Given data |
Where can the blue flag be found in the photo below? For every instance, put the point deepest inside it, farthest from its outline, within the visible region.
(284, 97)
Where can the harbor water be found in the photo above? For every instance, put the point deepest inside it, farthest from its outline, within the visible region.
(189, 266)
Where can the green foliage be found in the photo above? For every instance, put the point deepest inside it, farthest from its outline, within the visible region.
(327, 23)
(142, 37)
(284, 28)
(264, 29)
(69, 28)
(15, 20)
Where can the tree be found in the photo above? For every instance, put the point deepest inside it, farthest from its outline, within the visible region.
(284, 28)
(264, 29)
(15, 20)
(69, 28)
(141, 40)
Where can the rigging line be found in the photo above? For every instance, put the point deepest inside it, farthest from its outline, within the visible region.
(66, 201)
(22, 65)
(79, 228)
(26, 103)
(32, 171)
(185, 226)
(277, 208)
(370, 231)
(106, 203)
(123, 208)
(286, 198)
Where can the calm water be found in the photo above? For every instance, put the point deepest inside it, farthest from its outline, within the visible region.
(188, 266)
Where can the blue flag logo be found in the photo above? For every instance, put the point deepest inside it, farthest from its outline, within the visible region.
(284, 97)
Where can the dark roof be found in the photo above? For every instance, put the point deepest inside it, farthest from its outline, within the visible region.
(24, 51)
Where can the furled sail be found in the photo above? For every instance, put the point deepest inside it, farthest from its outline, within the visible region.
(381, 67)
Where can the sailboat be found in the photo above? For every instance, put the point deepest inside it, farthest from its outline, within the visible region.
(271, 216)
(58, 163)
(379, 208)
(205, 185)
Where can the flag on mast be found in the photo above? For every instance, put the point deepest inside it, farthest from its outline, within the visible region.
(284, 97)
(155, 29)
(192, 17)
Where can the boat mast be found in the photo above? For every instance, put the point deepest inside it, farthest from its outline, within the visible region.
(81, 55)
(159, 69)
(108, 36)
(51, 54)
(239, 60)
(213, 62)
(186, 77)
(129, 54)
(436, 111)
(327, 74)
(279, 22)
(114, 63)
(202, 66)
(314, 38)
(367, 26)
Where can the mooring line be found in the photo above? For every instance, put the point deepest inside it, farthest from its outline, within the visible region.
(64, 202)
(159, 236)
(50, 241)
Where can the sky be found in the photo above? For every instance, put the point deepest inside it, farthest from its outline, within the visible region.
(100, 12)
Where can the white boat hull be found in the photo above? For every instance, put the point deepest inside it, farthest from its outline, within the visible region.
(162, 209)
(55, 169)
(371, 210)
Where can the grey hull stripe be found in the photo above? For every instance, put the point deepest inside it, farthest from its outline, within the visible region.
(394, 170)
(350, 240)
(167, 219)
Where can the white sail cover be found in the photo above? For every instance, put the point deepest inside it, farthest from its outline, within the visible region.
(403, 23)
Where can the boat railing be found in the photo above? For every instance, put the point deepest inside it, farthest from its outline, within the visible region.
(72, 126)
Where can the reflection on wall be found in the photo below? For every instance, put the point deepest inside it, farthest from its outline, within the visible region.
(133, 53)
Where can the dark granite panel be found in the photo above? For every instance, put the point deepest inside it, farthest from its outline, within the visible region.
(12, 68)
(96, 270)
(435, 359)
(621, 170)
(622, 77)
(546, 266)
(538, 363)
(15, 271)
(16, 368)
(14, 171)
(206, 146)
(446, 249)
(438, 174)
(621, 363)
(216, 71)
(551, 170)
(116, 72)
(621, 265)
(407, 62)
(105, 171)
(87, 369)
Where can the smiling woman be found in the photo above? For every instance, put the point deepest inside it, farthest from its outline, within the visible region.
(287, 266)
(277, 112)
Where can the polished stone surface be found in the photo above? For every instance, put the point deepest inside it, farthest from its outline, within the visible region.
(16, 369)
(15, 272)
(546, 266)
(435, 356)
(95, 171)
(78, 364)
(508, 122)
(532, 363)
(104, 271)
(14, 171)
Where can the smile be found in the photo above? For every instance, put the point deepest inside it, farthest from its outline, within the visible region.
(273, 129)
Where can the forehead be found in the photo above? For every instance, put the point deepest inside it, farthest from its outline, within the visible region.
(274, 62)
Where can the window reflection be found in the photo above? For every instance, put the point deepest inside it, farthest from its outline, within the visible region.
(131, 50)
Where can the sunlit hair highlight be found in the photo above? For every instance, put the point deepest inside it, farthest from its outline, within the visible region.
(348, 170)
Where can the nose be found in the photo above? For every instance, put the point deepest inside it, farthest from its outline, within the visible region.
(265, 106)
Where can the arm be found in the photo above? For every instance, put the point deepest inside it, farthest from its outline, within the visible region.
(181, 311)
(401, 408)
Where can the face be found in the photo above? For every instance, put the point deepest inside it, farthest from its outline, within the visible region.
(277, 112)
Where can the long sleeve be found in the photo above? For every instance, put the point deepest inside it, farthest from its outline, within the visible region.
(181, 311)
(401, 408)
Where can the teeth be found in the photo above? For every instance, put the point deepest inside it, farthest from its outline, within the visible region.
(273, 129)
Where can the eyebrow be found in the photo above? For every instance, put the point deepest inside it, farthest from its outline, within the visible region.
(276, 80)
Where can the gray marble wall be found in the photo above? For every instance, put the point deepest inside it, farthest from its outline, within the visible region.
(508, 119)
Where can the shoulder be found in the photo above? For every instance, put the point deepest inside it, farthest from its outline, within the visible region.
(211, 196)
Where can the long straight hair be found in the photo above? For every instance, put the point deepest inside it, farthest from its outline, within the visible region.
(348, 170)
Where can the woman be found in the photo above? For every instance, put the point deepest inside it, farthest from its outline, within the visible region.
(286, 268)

Exercise aim |
Transcribe each record above exactly. Skip none.

Response to this task |
Where can the blue flag be found in the photo below? For every instance, put the point deepest inside it, farthest from its outline, within the visible region.
(284, 97)
Where can the harbor water be found in the photo above? For every instance, put the point deepest inside it, farthest from its outline, within the visible region.
(189, 266)
Where can the green foliage be found in the photo above? For every instance, put the point deepest inside it, farthest from its outline, within the visible region.
(327, 23)
(142, 37)
(284, 28)
(264, 29)
(69, 28)
(15, 20)
Where can the tree be found in the photo above? For every instance, put the point deepest inside it, farthest from its outline, within the visible region.
(284, 28)
(264, 29)
(15, 20)
(69, 28)
(141, 40)
Where can the rigging line be found in the photo above? For every instance, put the point deepest inside it, farthest from its outline, within the visible region.
(66, 201)
(22, 65)
(79, 228)
(26, 103)
(32, 171)
(185, 226)
(277, 208)
(370, 231)
(106, 203)
(123, 208)
(286, 198)
Where can the calm water be found in the photo above? For every instance, put the point deepest inside it, farthest from its outline, within the visible region.
(188, 266)
Where can the blue flag logo be found in the photo above? For every instance, put the point deepest inside it, farthest from its outline, within the visible region.
(284, 97)
Where can the dark roof be found in the photo above? For every instance, put the point deepest inside it, farthest from its outline, within the visible region.
(24, 51)
Where can the furled sail be found in the photo above? For every instance, put the point deepest inside it, farthest from its outline, within the visible region.
(381, 67)
Where can the sailboat be found in the photo above? For every instance, put the point deepest inside it, farthest from its outline, within the visible region.
(271, 216)
(58, 163)
(379, 208)
(205, 185)
Where can the flag on mast be found in the photo above? For every instance, put the point deepest inside it, farthest from its outline, within the visible region.
(284, 97)
(155, 29)
(192, 17)
Where can the boat mast be found in the photo above? For every instance, put the point deepest inside it, farthest from its outline, within the visible region.
(81, 55)
(159, 69)
(108, 36)
(51, 54)
(239, 60)
(213, 62)
(186, 77)
(129, 54)
(436, 111)
(327, 74)
(279, 22)
(114, 63)
(202, 66)
(314, 38)
(367, 26)
Where can the mooring line be found in the photo above? For every instance, put the point deepest inside it, farthest from its outline, within the visible region.
(64, 202)
(159, 236)
(50, 241)
Where can the sky be found in the photo above? For every instance, put the point deepest inside it, farthest from its outline, within the visible region.
(100, 12)
Where can the white boat hull be found in the photo above? For every instance, put the point deepest inside it, farthest from its outline, within the visible region.
(162, 209)
(55, 169)
(371, 210)
Where can the grey hull stripe be found in the photo above? For every instance, put the point deepest inside it, farthest from its outline, within the visible region.
(394, 170)
(350, 240)
(167, 219)
Where can the white sail cover be found in the photo above? For every instance, put the point deepest inside it, farthest from its outline, within the visible region.
(403, 23)
Where can the boat railing be found in the photo above? For every instance, put the point deepest inside it, farthest from its outline, within the visible region.
(72, 126)
Where can the reflection on wall be found in the photo below? For every instance, put the point deepest inside it, farthest from its outline, within the visible region.
(133, 53)
Where can the dark granite panel be found in the photo above? For every instance, put the point deepest inside it, farthest from its outline, within the visible region.
(12, 68)
(96, 270)
(435, 359)
(621, 170)
(622, 77)
(546, 266)
(538, 363)
(15, 271)
(16, 368)
(14, 171)
(206, 146)
(446, 249)
(438, 174)
(621, 363)
(216, 71)
(551, 170)
(116, 72)
(621, 265)
(407, 62)
(105, 171)
(87, 369)
Where can the smiling woman be found in the photo above? For every instance, put the point deepest inside it, farthest from its outline, within the visible region.
(287, 266)
(277, 112)
Where can the polished stone surface be found in the photo above? For every instance, put the point deepest inside it, farthest from its outline, within the visible region.
(16, 369)
(15, 272)
(546, 266)
(435, 356)
(95, 171)
(78, 364)
(508, 122)
(532, 363)
(104, 271)
(14, 171)
Where can the smile be found in the photo above? For every instance, put the point deepest inside it, farthest from its outline, within the visible region.
(273, 129)
Where can the forehead be found in the photo above? For every instance, put the point deepest inside it, farthest from its outline, within the visible region.
(274, 62)
Where can the window reflection be found in the photo above? For every instance, put the point deepest inside it, farthest from its outline, within the visible region.
(131, 50)
Where can the sunlit hair highlight be found in the photo above? For every instance, put the point deepest inside it, farthest from its outline, within the visible region.
(348, 170)
Where can the nose be found in the photo above? For every instance, put the point deepest inside it, farthest from its outline, within the visible region.
(265, 106)
Where can the arm be found in the photo above? For every instance, put the point deepest inside it, farthest from its outline, within the visible region.
(181, 311)
(401, 408)
Where can the face be found in the photo above? For every instance, put the point deepest inside it, farthest from its outline, within the visible region.
(277, 112)
Where can the long sleeve be found in the photo above? For every instance, put the point deepest inside it, farthest from its outline, within the visible region.
(181, 311)
(401, 408)
Where can the teeth be found in the photo above? For every instance, put the point deepest inside it, farthest from its outline, within the visible region.
(273, 129)
Where can the eyebrow be found in the photo above? For every instance, put the point deepest inside it, farthest from its outline, within the visible region.
(276, 80)
Where can the gray marble wall be found in the photo above? For every instance, put the point deepest inside it, farthest from its outline, within the visible region.
(508, 119)
Where can the shoulder be found in the photo above? For every instance, put the point deepest inside it, farthest from its outline, within the visible region.
(211, 196)
Where can the long straight hair be found in the photo above? For every instance, put the point deepest inside it, farthest from its outline, within the visible region.
(348, 170)
Where can the woman be found in the photo above? For every instance, put the point deepest inside it, farthest from its outline, within the visible region.
(286, 268)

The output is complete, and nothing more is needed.